***** Supplied data *****

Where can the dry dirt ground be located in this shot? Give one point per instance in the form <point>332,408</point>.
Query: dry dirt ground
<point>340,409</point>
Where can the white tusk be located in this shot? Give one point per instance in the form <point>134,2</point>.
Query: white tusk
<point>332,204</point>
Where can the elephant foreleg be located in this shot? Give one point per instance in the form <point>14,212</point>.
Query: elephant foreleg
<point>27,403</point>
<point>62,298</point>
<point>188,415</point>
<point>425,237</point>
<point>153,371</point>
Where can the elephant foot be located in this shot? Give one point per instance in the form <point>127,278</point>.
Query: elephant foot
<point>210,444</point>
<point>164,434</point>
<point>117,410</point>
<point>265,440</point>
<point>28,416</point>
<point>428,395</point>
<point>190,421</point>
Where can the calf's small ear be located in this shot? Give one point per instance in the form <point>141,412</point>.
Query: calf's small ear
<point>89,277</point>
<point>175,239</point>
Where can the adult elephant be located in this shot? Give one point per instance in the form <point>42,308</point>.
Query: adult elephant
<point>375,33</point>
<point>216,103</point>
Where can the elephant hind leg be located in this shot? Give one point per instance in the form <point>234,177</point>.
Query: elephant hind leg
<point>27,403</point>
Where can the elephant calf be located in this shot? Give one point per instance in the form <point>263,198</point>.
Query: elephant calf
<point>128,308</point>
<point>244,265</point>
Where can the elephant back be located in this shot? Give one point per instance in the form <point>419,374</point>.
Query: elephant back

*****

> _Try it_
Copy out exactly the line holding "Query: dry dirt ground" and each line after it through the end of the entries, and leave out everything else.

> _The answer_
Query: dry dirt ground
<point>340,409</point>
Where can the white tusk be located in this shot? Give one point per instance in the form <point>134,2</point>.
Query: white tusk
<point>332,204</point>
Where can the elephant foreleg be located in this shot? Give one point per instance in the form <point>14,212</point>.
Query: elephant foreleg
<point>27,403</point>
<point>62,298</point>
<point>188,415</point>
<point>425,237</point>
<point>153,371</point>
Where can the elephant foot be located in this shot? Give one point per instance in the form <point>127,278</point>.
Query: elephant foot
<point>210,444</point>
<point>164,434</point>
<point>117,410</point>
<point>265,440</point>
<point>28,416</point>
<point>428,395</point>
<point>190,421</point>
Where can the calf's small ear be located in this shot? Give one point per instance in the form <point>141,412</point>.
Query: calf's small ear
<point>89,277</point>
<point>175,239</point>
Where can the adult elephant be located in this shot? Give one point per instance in the form <point>42,308</point>.
Query: adult elephant
<point>375,33</point>
<point>216,103</point>
Where can the elephant hind leg be located in this shot? Give one point per instance in the form <point>234,177</point>.
Query: elephant hind leg
<point>27,403</point>
Where can the elephant calf be located in this shot? Give one point per instance in the form <point>263,198</point>.
Query: elephant calf
<point>128,308</point>
<point>244,265</point>
Where can the elephant back be located in this shot? Give one point per instance in the form <point>419,374</point>.
Query: elephant back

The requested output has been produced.